START PROVIDED ENTRIES

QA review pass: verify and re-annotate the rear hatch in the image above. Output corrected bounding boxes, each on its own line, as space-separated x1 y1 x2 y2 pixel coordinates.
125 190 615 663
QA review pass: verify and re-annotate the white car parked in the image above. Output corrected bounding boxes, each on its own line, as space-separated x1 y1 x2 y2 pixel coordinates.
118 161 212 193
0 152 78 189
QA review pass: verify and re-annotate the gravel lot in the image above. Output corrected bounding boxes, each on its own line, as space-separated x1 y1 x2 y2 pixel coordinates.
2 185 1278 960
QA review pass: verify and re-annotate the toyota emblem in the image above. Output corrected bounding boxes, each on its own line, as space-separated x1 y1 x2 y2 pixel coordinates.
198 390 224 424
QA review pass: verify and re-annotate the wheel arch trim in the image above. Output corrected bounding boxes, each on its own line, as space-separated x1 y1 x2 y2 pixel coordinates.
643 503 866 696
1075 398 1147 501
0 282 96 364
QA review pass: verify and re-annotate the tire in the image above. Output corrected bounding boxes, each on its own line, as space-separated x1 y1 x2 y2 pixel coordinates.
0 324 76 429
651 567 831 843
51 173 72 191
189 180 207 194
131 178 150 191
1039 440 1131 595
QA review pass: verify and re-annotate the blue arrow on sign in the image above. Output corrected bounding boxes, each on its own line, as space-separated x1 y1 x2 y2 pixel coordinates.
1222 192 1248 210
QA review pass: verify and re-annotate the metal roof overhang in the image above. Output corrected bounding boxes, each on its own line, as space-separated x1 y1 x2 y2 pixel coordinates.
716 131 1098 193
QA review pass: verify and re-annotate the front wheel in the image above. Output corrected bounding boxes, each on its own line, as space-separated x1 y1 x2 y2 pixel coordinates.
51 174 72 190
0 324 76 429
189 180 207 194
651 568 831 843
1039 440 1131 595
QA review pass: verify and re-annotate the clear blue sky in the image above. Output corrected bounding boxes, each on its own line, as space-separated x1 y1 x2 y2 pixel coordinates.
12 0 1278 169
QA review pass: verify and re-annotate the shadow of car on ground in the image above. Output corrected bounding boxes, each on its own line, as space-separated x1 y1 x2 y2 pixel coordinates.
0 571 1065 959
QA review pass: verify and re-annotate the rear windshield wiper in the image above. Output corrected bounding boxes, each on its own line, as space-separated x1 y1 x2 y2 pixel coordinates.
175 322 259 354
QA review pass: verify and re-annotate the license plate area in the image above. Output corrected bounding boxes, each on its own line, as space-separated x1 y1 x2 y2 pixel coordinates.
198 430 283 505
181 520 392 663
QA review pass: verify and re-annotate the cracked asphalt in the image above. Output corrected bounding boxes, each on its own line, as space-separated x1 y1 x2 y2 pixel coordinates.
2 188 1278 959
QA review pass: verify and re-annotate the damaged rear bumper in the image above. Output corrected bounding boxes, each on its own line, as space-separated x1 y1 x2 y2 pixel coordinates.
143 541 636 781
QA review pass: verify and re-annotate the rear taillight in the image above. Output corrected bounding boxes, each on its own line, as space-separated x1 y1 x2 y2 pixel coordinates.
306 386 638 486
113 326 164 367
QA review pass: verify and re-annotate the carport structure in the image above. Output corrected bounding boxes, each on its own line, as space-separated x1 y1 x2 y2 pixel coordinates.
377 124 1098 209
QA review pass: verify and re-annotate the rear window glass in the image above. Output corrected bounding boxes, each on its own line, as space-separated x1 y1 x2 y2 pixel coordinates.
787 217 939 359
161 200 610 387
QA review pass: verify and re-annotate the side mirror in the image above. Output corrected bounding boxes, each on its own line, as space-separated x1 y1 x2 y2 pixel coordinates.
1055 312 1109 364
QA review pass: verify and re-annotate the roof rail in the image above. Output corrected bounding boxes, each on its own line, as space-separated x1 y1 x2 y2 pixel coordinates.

END PROVIDED ENTRIES

## EXERCISE GOAL
Restate the whole set of entries exactly.

## EXPECTED OUTPUT
QA review pass: verify and re-annotate the rear hatch in the image above. Output corrected bounding boxes, each on its own line, as space-separated x1 y1 x2 y2 pixel coordinates.
125 190 615 663
QA review pass: verify and re-annotate the white car parked in the image above. Output corrected bounding boxes, each on its own line, as space-separated x1 y1 x2 y2 pixel coordinates.
118 161 212 193
0 152 78 189
QA review pass: verify and re-annotate the gravel lot in the image above. Output corrected bounding boxes, each on its own line, as space-separated x1 y1 x2 y2 pixel coordinates.
2 185 1278 960
QA review pass: verify and re-annotate the toyota emblem in the image above. Output corrected bounding boxes, each on its own line, as space-separated x1 y1 x2 y2 pixel coordinates.
198 390 224 424
QA review pass: verify and re-annotate the wheel arch trim in the image above. Output corrected bounding boxes, each on its own line, as space-separated x1 y1 x2 y2 pixel coordinates.
643 503 866 696
1075 398 1147 501
0 282 96 364
QA review pass: verify and re-annotate the tire in the image above. Output corrected bounding boxes, each on its own line, as space-separated x1 y1 x2 y2 pixel coordinates.
0 324 76 429
651 567 831 843
51 173 72 191
189 180 207 194
131 178 150 191
1039 440 1131 595
QA review pass: verify and re-annotate the blue arrow on sign in the image above. Output corrected bounding boxes, each on its own line, as space-separated x1 y1 x2 y2 pixel coordinates.
1222 192 1248 210
QA review pass: verify and re-annotate the metal roof overhang in the image above. Output corrected bounding boxes, each on its own line, as space-separated x1 y1 x2 y2 pixel coordinates.
716 131 1098 193
QA review pass: verify and re-annotate the front wheel in the image above. Output corrected bounding boxes, each on its own line, as space-separated x1 y1 x2 y2 pixel coordinates.
51 174 72 190
0 324 76 429
189 180 207 194
651 568 831 843
1039 440 1131 595
QA review pass: verify and re-annotate the clear blue sky in the image above. Output corrected bounding boxes, each on its own line, as space-separated x1 y1 x2 y2 pixel coordinates.
12 0 1278 169
QA review pass: verify and re-annotate the shadow of car on ground in the image above. Output corrected bounding boxes, each on its own line, as space-separated x1 y1 x2 y2 pixel coordinates.
0 571 1065 959
QA review pass: verify and re-annotate the rear windshield wiper in the image above. Output corrected bounding boxes, each on its own line, as space-separated x1 y1 x2 y2 pixel coordinates.
175 322 259 354
QA review pass: verify and re-annotate the license plate area in the image above. Output corrected bounding boxes, each on its own line, as space-separated x1 y1 x2 y2 pixel coordinates.
198 430 283 505
181 520 392 663
QA review pass: verify and re-annotate the cracked asphalt in the image above. Output corrected bounding boxes, each on its own line, as space-separated x1 y1 x2 y2 pixel coordinates.
2 188 1278 959
QA review pass: verify and re-annotate the damaged rear bumper in the image above. Output corrected bounding boxes, each on its own line, as space-separated x1 y1 x2 y2 pixel coordinates.
143 541 636 781
QA review pass: verify and re-annotate the rear taillight in the image above. Output corrected bounding boxes, each on its own line, as space-separated x1 y1 x2 y2 pixel coordinates.
306 386 638 486
113 326 164 367
QA review pass: verify and re-annotate the carport structure in the image above. Output corrected bounding boxes, each on its own line, as space-separated x1 y1 x2 y2 pixel coordinates.
377 124 1098 209
QA review pass: verify and re-annotate the rear window glass in the image above. Output corrected bounding boxes, each on its own line, as space-separated x1 y1 x2 y2 pixel coordinates.
787 217 939 359
161 200 610 387
QA review pass: verify and re-annotate the side mirror in the image above. Output corrected bounding boxes, each on its own line, as space-separated x1 y1 x2 y2 pixel coordinates.
1055 312 1109 364
QA review pass: verify and re-annotate the roof rail in the image above. Output corrected bounding boxes, each on its own line, as space-separated x1 y1 x2 y2 pixel coordinates.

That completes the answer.